[Referring expression grounding data]
------------

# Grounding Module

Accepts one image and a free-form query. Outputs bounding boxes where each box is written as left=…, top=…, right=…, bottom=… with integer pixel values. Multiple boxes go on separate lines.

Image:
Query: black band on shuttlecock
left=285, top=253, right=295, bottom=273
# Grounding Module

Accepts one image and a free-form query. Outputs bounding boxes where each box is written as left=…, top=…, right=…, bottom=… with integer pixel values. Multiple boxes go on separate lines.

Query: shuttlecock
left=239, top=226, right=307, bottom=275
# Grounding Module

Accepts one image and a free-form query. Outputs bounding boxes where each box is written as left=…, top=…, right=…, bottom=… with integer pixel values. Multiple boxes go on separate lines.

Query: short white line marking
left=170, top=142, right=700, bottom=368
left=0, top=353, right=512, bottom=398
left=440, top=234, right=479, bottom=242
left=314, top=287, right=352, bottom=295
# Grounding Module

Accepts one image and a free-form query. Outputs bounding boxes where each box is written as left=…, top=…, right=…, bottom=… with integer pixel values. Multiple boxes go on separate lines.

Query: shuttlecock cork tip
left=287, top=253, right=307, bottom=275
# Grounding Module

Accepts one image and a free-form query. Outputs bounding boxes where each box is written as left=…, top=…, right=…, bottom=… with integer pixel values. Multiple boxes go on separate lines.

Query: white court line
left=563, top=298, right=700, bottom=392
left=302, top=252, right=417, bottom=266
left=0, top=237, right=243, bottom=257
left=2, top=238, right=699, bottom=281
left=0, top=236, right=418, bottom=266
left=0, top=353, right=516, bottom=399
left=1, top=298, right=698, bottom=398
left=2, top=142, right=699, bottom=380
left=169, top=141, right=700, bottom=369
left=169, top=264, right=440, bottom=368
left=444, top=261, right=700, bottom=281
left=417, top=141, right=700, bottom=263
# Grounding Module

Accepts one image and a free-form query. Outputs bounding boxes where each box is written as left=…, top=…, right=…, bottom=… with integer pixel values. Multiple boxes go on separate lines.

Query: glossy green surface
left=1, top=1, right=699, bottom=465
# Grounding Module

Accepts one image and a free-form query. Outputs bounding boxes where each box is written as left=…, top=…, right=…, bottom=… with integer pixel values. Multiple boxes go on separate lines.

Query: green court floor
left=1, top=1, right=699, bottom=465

------------

== Directions for this task ==
Reproduce each record above exactly, keeping every word as it stands.

== Written response ==
# Grounding Module

Accepts one image and a free-form query. Outputs bounding boxes where each box is written as left=…, top=…, right=…, bottom=… with integer pixel values. Multiple boxes go on separate lines.

Image:
Query: black band on shuttlecock
left=285, top=253, right=295, bottom=273
# Grounding Module

Accepts one image and a free-form query. Outputs bounding boxes where each box is written as left=…, top=…, right=…, bottom=… with integer pixel values. Multiple boxes go on separate lines.

Query: shuttlecock
left=239, top=226, right=307, bottom=275
# Grounding Module

Accepts one image and a free-form query. Outputs bounding boxes where each box is written as left=…, top=…, right=…, bottom=… with integer pixel values. Multiple boxes go on separate lines.

Query: short white line marking
left=170, top=142, right=700, bottom=368
left=0, top=353, right=512, bottom=398
left=440, top=234, right=479, bottom=242
left=314, top=287, right=352, bottom=295
# Grounding Module

Accepts one image and a free-form query. Outputs bounding boxes where each box is written as left=…, top=…, right=…, bottom=… with integer pixel values. Multiple boxes go on separate lines.

Query: shuttlecock cork tip
left=287, top=253, right=307, bottom=275
# Grounding Module

Accepts one image and a free-form query. Outputs bounding boxes where each box is written as left=…, top=…, right=…, bottom=… with integer pixel values. Multiple boxes go on separate lines.

Query: white court line
left=563, top=298, right=700, bottom=392
left=302, top=252, right=417, bottom=266
left=0, top=237, right=243, bottom=257
left=2, top=238, right=699, bottom=281
left=0, top=236, right=418, bottom=266
left=0, top=353, right=516, bottom=399
left=1, top=298, right=698, bottom=398
left=2, top=142, right=699, bottom=380
left=169, top=141, right=700, bottom=369
left=169, top=264, right=440, bottom=368
left=444, top=261, right=700, bottom=281
left=417, top=141, right=700, bottom=263
# Grounding Module

Accepts one image and a free-form query. Outputs bounding boxes where each box is written as left=…, top=…, right=…, bottom=… with integer pixel values. Multiple boxes go on separate lines.

Query: glossy green surface
left=1, top=1, right=699, bottom=465
# Grounding Module

Accepts one image and a free-form query. Outputs bounding boxes where each box is written as left=…, top=…, right=…, bottom=… with integer pixel values. Multiple boxes go on separate lines.

Query: green court floor
left=1, top=1, right=699, bottom=465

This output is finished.